PROBLEM DESCRIPTION. Copy the rows below word for word, from the very first line through the line that contains "[[338, 258]]", including both of those lines.

ROWS.
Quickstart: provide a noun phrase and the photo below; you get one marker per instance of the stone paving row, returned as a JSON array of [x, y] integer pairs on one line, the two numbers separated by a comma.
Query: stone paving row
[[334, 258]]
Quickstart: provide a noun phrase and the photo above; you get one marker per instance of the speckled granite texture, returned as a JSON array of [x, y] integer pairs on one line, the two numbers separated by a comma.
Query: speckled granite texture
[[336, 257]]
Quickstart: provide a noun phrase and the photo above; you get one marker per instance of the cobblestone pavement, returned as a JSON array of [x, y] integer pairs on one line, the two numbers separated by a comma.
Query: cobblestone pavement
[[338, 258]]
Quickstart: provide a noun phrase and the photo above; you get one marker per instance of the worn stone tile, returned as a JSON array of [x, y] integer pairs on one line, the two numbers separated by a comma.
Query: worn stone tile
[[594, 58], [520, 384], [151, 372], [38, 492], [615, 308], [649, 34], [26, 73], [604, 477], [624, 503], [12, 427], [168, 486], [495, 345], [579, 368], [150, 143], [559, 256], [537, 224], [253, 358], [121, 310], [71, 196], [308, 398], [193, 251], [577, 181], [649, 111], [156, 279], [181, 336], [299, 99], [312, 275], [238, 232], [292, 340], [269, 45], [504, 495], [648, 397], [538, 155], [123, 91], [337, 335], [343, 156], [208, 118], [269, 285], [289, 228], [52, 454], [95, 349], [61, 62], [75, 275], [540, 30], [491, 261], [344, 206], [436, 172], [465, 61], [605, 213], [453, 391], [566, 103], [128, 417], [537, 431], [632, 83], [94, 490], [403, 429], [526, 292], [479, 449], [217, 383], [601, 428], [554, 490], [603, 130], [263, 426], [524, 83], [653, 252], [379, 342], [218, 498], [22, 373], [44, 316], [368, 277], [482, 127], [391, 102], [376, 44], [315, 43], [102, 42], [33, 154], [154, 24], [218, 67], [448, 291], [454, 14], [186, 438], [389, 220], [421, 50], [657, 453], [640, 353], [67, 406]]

SOLUTION FOR THIS EXERCISE.
Quickstart: provide a noun phrase and the photo below; you get one marker per instance of the stone paving row, returned as a JSON array of [x, y] integer pairs on one line, the two numbers separated by a comma.
Query: stone paving row
[[334, 258]]
Quickstart: provide a noun phrase and the photo above; you get one marker per instance of the speckled granite texture, returned as a JSON array of [x, y] integer pairs on one line, the two numbers separated by a comma.
Query: speckled granite texture
[[336, 257]]
Quickstart: provide a noun phrase and the photo above; you get one marker per instance of the cobblestone pavement, returned as a JSON array of [x, y] integer pairs on one line, the two numbers separated by a comma.
Query: cobblestone pavement
[[338, 258]]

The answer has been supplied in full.